REQUIRED TASK:
Scale only the part of the rows that opens with the line containing "TARGET: sailboat" and runs through the end of the rows, copying out every line in that stretch, requests included. Multiply each x and y coordinate in the answers by 0.4 and round it to a whole number, rounding halves up.

LISTED ENTRIES:
• • • •

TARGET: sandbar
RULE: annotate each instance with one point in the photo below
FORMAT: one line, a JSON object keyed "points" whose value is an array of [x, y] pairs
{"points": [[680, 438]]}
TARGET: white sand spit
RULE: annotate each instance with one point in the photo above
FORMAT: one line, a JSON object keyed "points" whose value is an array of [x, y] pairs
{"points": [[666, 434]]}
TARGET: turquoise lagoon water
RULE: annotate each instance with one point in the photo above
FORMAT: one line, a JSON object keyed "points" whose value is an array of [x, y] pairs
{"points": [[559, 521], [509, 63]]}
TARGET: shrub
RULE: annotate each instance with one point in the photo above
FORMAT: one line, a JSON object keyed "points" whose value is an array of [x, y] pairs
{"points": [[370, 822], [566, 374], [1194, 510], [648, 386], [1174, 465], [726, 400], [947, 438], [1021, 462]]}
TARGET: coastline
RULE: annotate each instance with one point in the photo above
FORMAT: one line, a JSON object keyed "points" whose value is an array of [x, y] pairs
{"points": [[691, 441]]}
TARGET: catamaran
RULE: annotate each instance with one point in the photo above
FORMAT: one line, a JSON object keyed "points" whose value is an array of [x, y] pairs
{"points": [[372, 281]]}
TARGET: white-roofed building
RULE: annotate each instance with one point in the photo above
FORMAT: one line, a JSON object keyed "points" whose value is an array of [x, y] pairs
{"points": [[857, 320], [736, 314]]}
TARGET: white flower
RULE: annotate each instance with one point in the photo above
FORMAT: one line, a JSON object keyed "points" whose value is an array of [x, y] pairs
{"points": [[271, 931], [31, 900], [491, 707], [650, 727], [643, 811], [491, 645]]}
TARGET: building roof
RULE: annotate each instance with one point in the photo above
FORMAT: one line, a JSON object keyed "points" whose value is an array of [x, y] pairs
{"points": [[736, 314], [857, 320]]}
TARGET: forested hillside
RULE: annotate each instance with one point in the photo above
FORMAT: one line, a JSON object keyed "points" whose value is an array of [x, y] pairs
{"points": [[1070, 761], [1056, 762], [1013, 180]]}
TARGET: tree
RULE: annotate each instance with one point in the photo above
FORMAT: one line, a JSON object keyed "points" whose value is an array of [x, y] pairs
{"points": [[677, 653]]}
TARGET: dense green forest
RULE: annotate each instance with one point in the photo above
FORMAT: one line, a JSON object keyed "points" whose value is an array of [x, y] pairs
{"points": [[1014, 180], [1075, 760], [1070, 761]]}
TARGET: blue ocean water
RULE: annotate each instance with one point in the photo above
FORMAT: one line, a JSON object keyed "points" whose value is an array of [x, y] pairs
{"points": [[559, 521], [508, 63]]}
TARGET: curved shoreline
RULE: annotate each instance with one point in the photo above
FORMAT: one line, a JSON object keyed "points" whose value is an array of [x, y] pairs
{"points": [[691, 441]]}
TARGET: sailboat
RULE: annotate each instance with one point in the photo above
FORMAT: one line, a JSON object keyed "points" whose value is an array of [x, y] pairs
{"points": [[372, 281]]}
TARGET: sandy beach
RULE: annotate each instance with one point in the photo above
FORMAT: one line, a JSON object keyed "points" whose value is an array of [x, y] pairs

• • • •

WRITTEN RESPONSE:
TARGET: sailboat
RULE: annotate each instance with one point in the photo above
FORMAT: one line, a JSON object keyed "points" whose value is an array of [x, y] pairs
{"points": [[149, 112]]}
TARGET: sandy beach
RULE: annotate each instance with one point in the photo above
FORMAT: one line, a JSON object keyed "points" whose value is an array of [x, y] pairs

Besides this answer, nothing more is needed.